### Task
Answer these questions using the passage on Resque below.
1. On top of what software does Resque build its job queue?
2. Who from Heroku took charge of the project in January?
3. How many pulls and how many open issues does the passage mention?

### Document section

If you’ve ever done background job stuff with Rails, you’ve probably used Resque. Resque is “Yet Another GitHub Project They’ve Open Sourced and Then Abandoned.” But Resque is super awesome: it builds a job queue on top of Redis, which is a totally awesome piece of software.

Anyway, Resque has been psuedo-abandonware for a while now. In January, Terence Lee from Heroku got in charge of the project, but it’s a big job. Too big of a job to properly manage alone. It’s hard to sift through 60 pulls and 120 open issues, some of which have been open for a few years. And manage the 1.x line while working on new stuff for 2.0. And debug issues that basically boil down to “When I upgrade Resque and this random gem, everything breaks, but when I downgrade that other gem, it works again. But Resque throws the error.”

Even outside of heroics, the bus factor on a project that’s as important as Resque should be higher than one.

Location labeling records
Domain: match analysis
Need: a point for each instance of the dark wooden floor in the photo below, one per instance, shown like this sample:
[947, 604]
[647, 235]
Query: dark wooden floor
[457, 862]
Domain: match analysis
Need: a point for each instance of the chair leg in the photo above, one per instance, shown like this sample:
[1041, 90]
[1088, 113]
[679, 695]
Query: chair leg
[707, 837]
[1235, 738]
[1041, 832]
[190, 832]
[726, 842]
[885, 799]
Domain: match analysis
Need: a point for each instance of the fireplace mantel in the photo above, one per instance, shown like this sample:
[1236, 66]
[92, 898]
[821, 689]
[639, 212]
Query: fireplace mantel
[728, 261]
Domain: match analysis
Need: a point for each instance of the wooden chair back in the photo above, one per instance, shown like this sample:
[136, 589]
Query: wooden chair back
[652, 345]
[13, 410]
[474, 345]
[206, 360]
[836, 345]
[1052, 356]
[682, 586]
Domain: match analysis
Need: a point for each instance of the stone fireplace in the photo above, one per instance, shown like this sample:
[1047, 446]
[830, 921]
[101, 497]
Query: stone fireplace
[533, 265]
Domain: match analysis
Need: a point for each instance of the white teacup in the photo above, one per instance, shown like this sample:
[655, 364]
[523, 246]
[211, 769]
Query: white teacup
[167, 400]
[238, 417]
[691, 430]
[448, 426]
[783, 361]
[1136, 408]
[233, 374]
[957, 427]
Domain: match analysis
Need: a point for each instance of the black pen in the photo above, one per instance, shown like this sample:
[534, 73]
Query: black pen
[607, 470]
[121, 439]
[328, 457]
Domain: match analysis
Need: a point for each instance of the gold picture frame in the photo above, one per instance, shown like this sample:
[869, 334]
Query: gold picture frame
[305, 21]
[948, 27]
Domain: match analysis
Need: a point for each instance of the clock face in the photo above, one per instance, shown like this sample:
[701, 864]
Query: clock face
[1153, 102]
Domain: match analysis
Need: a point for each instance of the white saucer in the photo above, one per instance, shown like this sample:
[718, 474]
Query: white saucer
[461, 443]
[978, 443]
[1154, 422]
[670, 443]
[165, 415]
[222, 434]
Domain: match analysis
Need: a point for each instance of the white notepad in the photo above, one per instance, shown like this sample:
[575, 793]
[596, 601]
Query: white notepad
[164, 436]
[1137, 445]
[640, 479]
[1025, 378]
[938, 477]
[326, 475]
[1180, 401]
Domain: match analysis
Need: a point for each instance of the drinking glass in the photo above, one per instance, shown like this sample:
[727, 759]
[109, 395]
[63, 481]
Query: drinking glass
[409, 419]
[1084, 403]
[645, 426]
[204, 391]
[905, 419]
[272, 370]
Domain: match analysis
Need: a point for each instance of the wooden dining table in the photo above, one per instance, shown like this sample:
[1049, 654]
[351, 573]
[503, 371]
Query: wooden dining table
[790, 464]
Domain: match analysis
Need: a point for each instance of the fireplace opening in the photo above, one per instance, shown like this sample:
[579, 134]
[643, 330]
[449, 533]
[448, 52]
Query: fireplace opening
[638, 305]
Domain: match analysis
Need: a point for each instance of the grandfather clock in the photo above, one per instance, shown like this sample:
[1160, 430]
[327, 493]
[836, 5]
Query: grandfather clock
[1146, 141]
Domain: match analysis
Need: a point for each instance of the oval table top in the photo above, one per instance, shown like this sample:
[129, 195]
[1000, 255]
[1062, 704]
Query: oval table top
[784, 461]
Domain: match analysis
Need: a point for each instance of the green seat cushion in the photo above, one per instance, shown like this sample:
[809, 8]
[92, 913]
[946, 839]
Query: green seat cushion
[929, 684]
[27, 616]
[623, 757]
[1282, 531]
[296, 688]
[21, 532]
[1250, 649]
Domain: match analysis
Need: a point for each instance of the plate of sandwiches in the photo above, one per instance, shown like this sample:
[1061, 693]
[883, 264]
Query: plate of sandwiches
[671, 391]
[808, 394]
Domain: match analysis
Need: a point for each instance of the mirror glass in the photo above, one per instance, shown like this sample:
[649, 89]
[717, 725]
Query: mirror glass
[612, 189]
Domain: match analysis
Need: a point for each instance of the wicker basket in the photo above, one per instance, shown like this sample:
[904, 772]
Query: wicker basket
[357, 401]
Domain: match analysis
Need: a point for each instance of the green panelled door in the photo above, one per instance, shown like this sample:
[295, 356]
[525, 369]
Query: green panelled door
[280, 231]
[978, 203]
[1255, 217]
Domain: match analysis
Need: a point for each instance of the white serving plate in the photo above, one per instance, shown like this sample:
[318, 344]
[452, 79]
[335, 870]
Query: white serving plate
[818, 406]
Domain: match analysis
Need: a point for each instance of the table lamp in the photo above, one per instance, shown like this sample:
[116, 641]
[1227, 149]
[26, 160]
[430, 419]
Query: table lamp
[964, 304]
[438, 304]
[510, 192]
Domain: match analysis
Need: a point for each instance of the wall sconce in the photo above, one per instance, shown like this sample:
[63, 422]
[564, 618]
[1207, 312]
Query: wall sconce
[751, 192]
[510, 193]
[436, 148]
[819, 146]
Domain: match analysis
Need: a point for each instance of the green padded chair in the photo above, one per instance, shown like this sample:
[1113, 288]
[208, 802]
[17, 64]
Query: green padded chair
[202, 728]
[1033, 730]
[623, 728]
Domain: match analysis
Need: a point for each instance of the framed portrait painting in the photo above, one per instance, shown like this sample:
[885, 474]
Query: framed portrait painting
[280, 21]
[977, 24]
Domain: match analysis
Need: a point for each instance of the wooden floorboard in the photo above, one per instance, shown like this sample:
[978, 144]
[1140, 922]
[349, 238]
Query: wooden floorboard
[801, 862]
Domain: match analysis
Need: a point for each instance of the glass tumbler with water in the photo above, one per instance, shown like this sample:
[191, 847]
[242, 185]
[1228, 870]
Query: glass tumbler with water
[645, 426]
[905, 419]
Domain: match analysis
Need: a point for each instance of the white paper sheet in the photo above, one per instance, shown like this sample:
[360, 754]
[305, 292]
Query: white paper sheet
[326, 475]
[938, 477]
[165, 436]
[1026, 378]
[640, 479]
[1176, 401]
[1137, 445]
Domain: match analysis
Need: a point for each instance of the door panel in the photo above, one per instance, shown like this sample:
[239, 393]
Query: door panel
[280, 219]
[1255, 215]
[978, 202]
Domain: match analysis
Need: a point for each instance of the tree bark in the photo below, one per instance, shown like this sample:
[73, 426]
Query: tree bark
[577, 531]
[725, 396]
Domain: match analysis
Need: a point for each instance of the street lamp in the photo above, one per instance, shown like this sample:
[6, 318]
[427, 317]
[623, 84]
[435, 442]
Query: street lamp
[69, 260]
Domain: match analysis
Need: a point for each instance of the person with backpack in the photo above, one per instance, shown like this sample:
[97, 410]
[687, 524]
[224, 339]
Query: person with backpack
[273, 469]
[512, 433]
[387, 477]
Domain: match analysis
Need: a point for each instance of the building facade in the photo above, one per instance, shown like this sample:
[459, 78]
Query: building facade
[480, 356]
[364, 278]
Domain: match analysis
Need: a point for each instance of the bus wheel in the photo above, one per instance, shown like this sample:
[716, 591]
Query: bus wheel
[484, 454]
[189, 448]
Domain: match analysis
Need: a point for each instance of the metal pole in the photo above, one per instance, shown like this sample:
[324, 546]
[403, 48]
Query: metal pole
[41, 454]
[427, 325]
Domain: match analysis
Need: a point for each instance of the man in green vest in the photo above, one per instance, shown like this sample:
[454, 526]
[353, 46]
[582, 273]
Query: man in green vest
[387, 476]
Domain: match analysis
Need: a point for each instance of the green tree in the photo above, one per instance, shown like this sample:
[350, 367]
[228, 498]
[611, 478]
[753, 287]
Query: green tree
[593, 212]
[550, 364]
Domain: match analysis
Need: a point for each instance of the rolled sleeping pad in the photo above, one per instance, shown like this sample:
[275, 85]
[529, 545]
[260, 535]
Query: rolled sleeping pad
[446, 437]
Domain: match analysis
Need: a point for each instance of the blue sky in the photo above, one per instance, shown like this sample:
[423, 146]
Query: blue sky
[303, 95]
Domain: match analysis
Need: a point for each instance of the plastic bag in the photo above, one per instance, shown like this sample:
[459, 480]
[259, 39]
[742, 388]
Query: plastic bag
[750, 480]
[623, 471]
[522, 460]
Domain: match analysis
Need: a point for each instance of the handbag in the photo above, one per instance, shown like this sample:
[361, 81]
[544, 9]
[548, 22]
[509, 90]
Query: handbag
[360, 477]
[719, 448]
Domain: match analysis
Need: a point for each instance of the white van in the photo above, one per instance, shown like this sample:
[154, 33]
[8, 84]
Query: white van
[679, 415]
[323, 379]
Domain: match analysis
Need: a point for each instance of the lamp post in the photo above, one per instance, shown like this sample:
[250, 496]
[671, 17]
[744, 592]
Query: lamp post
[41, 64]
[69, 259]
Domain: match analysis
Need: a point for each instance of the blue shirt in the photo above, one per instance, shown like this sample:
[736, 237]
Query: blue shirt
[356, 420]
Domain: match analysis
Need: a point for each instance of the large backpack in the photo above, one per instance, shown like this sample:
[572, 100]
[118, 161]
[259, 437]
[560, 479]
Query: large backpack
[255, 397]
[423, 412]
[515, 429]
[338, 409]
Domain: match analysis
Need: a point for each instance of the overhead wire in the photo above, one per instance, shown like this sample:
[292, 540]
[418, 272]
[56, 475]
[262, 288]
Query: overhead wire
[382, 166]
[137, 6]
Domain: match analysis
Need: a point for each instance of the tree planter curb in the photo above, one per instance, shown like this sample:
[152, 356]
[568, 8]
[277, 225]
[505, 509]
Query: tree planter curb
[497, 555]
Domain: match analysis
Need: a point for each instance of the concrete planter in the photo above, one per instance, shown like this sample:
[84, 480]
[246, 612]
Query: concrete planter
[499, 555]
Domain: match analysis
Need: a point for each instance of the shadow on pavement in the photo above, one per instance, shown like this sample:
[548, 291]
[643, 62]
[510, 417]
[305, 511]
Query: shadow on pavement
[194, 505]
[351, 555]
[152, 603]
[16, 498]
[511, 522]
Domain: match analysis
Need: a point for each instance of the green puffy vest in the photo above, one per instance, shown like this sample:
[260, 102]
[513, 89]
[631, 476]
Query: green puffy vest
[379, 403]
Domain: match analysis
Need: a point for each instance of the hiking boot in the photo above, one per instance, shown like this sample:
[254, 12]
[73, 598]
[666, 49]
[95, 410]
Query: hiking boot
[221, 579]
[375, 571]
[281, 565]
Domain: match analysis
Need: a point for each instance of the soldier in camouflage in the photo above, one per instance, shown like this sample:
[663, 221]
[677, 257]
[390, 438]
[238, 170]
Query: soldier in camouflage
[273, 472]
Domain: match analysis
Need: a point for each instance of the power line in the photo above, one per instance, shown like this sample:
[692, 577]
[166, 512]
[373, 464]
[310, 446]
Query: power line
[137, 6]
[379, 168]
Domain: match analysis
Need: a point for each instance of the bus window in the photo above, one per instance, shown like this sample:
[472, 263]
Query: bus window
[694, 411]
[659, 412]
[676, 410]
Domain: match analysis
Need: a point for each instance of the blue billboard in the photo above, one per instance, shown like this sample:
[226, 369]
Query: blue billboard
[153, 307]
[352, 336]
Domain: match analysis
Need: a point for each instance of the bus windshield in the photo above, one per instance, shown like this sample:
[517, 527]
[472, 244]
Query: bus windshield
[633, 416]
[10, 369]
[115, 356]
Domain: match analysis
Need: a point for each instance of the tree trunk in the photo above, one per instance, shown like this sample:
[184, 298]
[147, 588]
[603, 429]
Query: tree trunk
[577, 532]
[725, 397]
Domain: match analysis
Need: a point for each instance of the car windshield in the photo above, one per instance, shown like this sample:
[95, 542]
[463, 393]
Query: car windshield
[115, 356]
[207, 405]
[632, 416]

### Final result
1. Redis.
2. Terence Lee.
3. 60 pulls and 120 open issues.